═══ DATASET ROWS ═══
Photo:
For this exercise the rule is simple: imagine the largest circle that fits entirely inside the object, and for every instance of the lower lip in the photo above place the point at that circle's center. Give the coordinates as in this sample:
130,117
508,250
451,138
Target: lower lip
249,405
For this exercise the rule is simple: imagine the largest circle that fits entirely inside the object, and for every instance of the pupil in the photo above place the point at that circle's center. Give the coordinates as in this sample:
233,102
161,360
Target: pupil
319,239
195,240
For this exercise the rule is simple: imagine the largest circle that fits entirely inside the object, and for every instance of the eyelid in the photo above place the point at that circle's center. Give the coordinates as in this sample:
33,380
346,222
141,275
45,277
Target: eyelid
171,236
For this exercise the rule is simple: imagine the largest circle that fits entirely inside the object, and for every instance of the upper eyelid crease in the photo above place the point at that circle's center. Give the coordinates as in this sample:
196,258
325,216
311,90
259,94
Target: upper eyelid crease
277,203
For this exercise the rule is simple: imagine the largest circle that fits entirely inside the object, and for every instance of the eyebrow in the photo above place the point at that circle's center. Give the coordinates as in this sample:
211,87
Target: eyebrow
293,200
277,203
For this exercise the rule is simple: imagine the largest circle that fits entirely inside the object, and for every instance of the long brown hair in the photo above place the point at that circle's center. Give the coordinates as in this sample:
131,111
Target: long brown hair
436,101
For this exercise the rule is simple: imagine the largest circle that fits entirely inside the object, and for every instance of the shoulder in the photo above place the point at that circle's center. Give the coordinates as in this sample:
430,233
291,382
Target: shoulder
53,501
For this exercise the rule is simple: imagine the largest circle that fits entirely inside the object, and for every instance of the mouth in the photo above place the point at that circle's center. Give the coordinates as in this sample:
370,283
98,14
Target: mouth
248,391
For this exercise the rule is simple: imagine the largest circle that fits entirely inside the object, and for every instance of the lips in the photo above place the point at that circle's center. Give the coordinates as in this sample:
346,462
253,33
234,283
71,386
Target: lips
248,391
═══
• _OBJECTIVE_
Repeat the material from above exactly, word for word.

• _OUTPUT OF THE EXERCISE_
Photo:
For this exercise the rule is simple: imagine the largest circle that fits entirely inside the object, and for every instance of the lower lip in the photo above place the point at that circle's center. Give the coordinates as in this sample:
130,117
508,250
451,138
Target: lower lip
249,405
For this exercise the rule is simple: imagine the largest circle that fits entirely inside the object, and for every instance of the pupil in the photo above place the point at that circle's center. Give the coordinates as in this sample:
233,102
161,360
Target: pupil
319,239
195,240
For this exercise the rule is simple: imagine the largest circle that fits entirely inside the object, and for every instance of the eyelid in the photo above place the point at that circle's center. Give the coordinates as in this sample:
33,380
346,222
141,275
45,277
Target: eyelid
171,236
For this exercise the rule is simple: imagine the largest circle that fits entirely inside the object, and for every instance of the upper eyelid crease in the photo above place the point at that circle's center. Give the coordinates as in this sample:
196,258
325,216
311,90
259,94
Target: upper eyelid crease
277,203
For this exercise the rule is simple: imagine the largest circle that fits entirely inside the object, and for every instance of the eyebrow in the photo above place the point at that circle's center. Give the coordinates as in this sample:
211,87
Target: eyebrow
293,200
277,203
For this exercise the rule is simple: imagine the largest circle that fits entirely inside the object, and for every instance of the long brown hair in the photo above place the point at that circle's center. Give the coordinates as in this sample:
131,111
Target: long brown hair
436,101
For this exercise the rule is simple: imagine the largest circle that fits entirely inside the object, and for every instance of the shoulder in the photo above place the point at that circle's center. Give the coordinates as in this sample:
430,233
291,382
Target: shoulder
53,501
For this exercise the rule is simple: imagine the largest circle that fits entirely inside the object, and for every instance of the mouth in the photo above place the point at that circle's center. Give the coordinates as in this sample:
370,283
98,14
Target: mouth
248,391
For this exercise the rule is simple: imagine the largest circle that fits entirely inside the object, and for every instance of the lips in the photo above place the point at that circle's center. Give the coordinates as in this sample:
346,462
253,33
234,283
71,386
Target: lips
248,391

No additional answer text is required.